-- START --

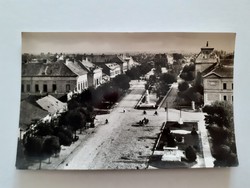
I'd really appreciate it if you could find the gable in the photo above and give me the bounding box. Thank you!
[203,72,221,78]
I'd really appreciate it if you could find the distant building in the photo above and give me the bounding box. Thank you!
[36,95,67,114]
[195,42,219,76]
[100,63,121,79]
[80,58,102,87]
[195,42,233,105]
[111,56,130,74]
[65,60,88,93]
[21,61,88,98]
[203,62,233,104]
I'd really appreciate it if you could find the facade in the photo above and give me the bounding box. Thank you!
[65,60,88,93]
[203,64,233,104]
[95,62,121,79]
[112,56,129,74]
[21,61,87,98]
[195,42,219,76]
[80,58,102,88]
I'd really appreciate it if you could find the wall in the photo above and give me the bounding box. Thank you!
[0,0,250,188]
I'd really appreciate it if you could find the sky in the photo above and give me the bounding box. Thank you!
[22,32,236,54]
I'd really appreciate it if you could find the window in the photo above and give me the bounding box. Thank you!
[78,83,81,91]
[66,84,70,92]
[52,84,57,92]
[223,83,227,89]
[209,81,216,86]
[43,84,48,92]
[35,84,39,92]
[26,84,30,92]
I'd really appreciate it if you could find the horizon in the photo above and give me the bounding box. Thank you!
[22,32,236,54]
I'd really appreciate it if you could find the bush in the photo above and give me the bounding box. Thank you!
[185,146,197,162]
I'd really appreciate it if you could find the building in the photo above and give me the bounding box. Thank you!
[195,42,233,105]
[203,61,233,104]
[36,95,67,114]
[65,59,88,93]
[195,42,219,76]
[21,61,88,98]
[111,56,129,74]
[80,58,103,88]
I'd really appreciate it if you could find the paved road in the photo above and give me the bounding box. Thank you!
[161,82,178,108]
[58,81,161,169]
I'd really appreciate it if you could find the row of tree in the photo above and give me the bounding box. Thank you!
[203,101,238,166]
[178,81,203,106]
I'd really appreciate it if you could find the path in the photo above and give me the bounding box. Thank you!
[58,81,165,169]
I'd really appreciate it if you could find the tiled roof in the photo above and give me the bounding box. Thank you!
[105,62,120,69]
[80,60,100,72]
[66,61,88,76]
[36,95,67,114]
[22,61,77,77]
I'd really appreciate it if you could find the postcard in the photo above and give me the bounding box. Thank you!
[16,32,238,170]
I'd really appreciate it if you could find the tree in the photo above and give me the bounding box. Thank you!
[54,127,73,146]
[185,146,197,162]
[24,136,43,169]
[67,109,86,137]
[160,73,177,84]
[203,101,233,128]
[203,101,238,166]
[178,82,189,91]
[42,136,61,163]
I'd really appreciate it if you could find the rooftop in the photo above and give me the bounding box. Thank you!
[22,61,77,77]
[66,60,88,76]
[203,65,233,78]
[36,95,67,114]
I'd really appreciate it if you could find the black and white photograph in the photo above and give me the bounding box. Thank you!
[16,32,239,170]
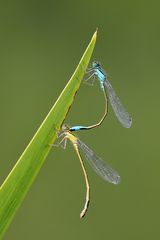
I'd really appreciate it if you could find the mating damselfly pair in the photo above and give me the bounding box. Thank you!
[53,61,132,218]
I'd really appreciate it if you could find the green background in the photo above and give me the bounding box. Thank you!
[0,0,160,240]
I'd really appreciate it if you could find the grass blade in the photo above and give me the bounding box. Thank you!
[0,29,97,236]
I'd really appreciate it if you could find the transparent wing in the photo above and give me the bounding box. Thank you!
[104,79,132,128]
[77,139,120,184]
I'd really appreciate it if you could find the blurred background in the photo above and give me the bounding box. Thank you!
[0,0,160,240]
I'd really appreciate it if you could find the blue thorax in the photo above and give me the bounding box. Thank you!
[92,61,107,90]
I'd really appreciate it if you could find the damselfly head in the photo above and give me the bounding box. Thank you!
[61,123,70,131]
[92,60,101,68]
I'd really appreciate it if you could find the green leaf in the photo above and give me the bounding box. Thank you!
[0,31,97,239]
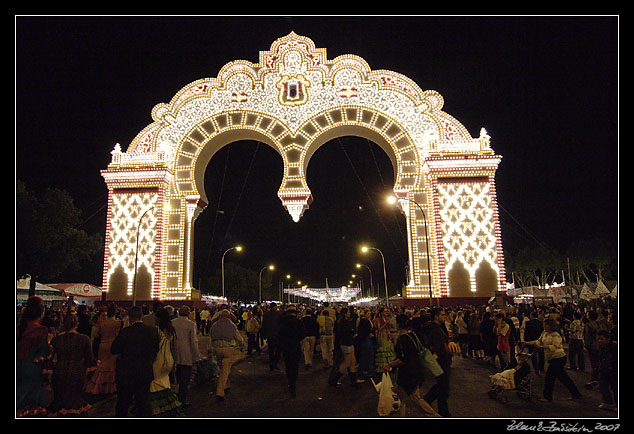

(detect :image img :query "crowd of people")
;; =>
[16,297,618,417]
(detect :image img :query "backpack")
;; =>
[319,316,335,335]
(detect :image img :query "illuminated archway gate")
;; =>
[102,33,505,300]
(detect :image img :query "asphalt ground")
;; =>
[83,336,619,424]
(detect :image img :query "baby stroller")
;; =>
[488,350,535,404]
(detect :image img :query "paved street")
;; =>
[82,337,618,424]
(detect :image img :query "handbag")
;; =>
[375,372,401,416]
[407,333,445,377]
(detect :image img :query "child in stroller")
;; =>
[488,350,532,403]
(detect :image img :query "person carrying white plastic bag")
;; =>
[383,314,442,417]
[372,372,401,416]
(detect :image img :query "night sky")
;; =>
[15,16,619,290]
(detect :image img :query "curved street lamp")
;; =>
[260,265,275,304]
[220,246,242,298]
[357,264,374,296]
[361,246,390,306]
[387,195,433,306]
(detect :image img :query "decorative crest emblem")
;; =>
[275,74,310,106]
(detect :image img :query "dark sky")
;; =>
[15,16,619,286]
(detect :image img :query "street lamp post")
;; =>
[361,247,390,306]
[387,196,433,306]
[352,274,363,297]
[357,264,374,296]
[280,274,291,304]
[260,265,275,304]
[220,246,242,298]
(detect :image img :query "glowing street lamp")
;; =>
[260,265,275,303]
[220,246,242,298]
[357,264,374,296]
[361,246,390,306]
[387,195,433,306]
[279,274,291,303]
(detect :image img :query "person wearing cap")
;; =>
[279,307,306,398]
[260,303,282,371]
[172,305,200,407]
[209,309,245,402]
[423,308,452,417]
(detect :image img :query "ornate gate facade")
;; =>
[102,33,505,300]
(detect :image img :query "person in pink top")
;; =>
[85,303,121,395]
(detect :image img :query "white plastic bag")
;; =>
[373,372,401,416]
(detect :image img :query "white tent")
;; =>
[594,282,610,296]
[49,283,102,305]
[15,277,66,305]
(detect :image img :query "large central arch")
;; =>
[102,33,505,300]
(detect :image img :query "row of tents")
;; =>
[506,281,618,303]
[16,277,102,306]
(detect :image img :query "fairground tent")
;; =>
[49,283,102,305]
[15,278,66,305]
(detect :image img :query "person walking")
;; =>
[568,312,586,372]
[494,313,511,371]
[15,296,51,417]
[110,306,159,417]
[355,310,375,379]
[526,318,581,402]
[279,307,306,398]
[244,309,262,356]
[331,307,364,387]
[260,303,282,371]
[150,307,183,417]
[423,308,452,417]
[301,309,319,369]
[383,314,442,417]
[86,303,122,395]
[172,305,200,408]
[209,309,245,402]
[598,330,619,411]
[520,309,545,374]
[583,310,600,389]
[47,314,97,417]
[372,307,396,372]
[317,309,335,369]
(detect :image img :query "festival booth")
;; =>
[49,283,102,306]
[15,278,66,306]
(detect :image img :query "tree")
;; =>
[15,180,103,281]
[566,239,616,285]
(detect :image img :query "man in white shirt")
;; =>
[172,306,200,407]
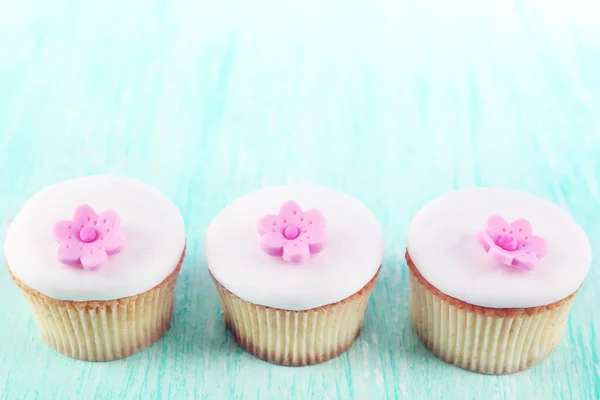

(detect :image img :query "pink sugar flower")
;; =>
[258,201,328,264]
[53,204,125,271]
[477,215,547,270]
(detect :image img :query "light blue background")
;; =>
[0,0,600,400]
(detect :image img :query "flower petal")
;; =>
[81,246,108,271]
[520,236,548,259]
[281,240,310,264]
[260,232,287,257]
[511,253,538,270]
[97,228,126,256]
[56,240,82,265]
[509,218,532,242]
[300,209,325,228]
[258,214,283,236]
[279,201,302,226]
[52,221,77,242]
[485,215,510,239]
[73,204,98,232]
[303,227,328,254]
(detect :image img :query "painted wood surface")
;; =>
[0,0,600,400]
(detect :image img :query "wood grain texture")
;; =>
[0,0,600,400]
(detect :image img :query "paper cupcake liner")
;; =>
[406,254,575,374]
[11,251,185,361]
[213,271,379,366]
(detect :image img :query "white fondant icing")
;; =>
[407,189,592,308]
[204,185,384,310]
[5,175,185,301]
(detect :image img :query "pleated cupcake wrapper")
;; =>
[213,272,379,366]
[410,269,575,374]
[8,253,183,361]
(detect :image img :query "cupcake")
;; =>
[205,185,384,366]
[406,189,591,374]
[5,176,185,361]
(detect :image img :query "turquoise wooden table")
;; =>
[0,0,600,400]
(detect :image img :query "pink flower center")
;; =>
[79,226,97,243]
[283,225,300,240]
[496,235,518,251]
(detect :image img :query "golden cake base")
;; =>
[9,250,185,361]
[406,252,575,374]
[213,271,379,366]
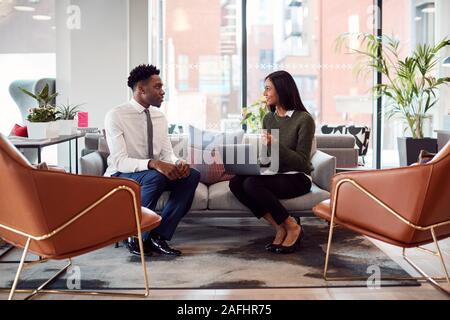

-- END --

Required task
Echo everything from the start of the records down to the line containing "[58,81,161,169]", including both ends, and leave the pictures out.

Problem solution
I'd really appreciate it if you could find the gable in the photo above and give me the bounding box. Thank you!
[203,72,221,78]
I'd really appreciate it if you could find the distant building in the photo above and give me the bounding box. Thank you!
[36,95,67,114]
[195,42,219,76]
[100,63,121,79]
[80,58,102,87]
[195,42,233,105]
[111,56,130,74]
[65,60,88,93]
[21,61,88,98]
[203,62,233,104]
I'd really appreciate it if you could find the facade in the photo above and give me the bounding box. Thank you!
[65,60,88,93]
[203,64,233,104]
[95,62,121,79]
[112,56,129,74]
[21,61,87,98]
[195,42,219,76]
[80,58,102,88]
I'd really appreciate it if you could find the wall in the photo above and give me the bounding box. Thank you!
[0,0,250,188]
I'd really appreciate it if you could find the sky in the photo above and give me the bounding box. Thank you!
[22,32,236,54]
I'd really appreciate it if you could find the window in the photo above and give me the bounding box. Thank you!
[78,83,81,91]
[66,84,70,92]
[52,84,57,92]
[223,83,227,89]
[209,81,216,86]
[43,84,48,92]
[35,84,39,92]
[26,84,30,92]
I'd really appreciate it if you could find the horizon in the photo above and give me the bounding box. Thank you!
[22,32,236,54]
I'd really appreciate it if you could find the bush in the photo above and give me the bounding box. Thank you!
[185,146,197,162]
I'd really appreciate it if you could find the building in the photo above and give me the bounding box. Thank you!
[195,42,233,105]
[203,61,233,104]
[36,95,67,114]
[65,59,88,93]
[195,42,219,76]
[21,61,88,98]
[111,56,129,74]
[80,58,103,88]
I'd really appreciate it if you could find the paved road in the photo above and give me the bounding box. Thank you!
[161,82,178,108]
[58,81,161,169]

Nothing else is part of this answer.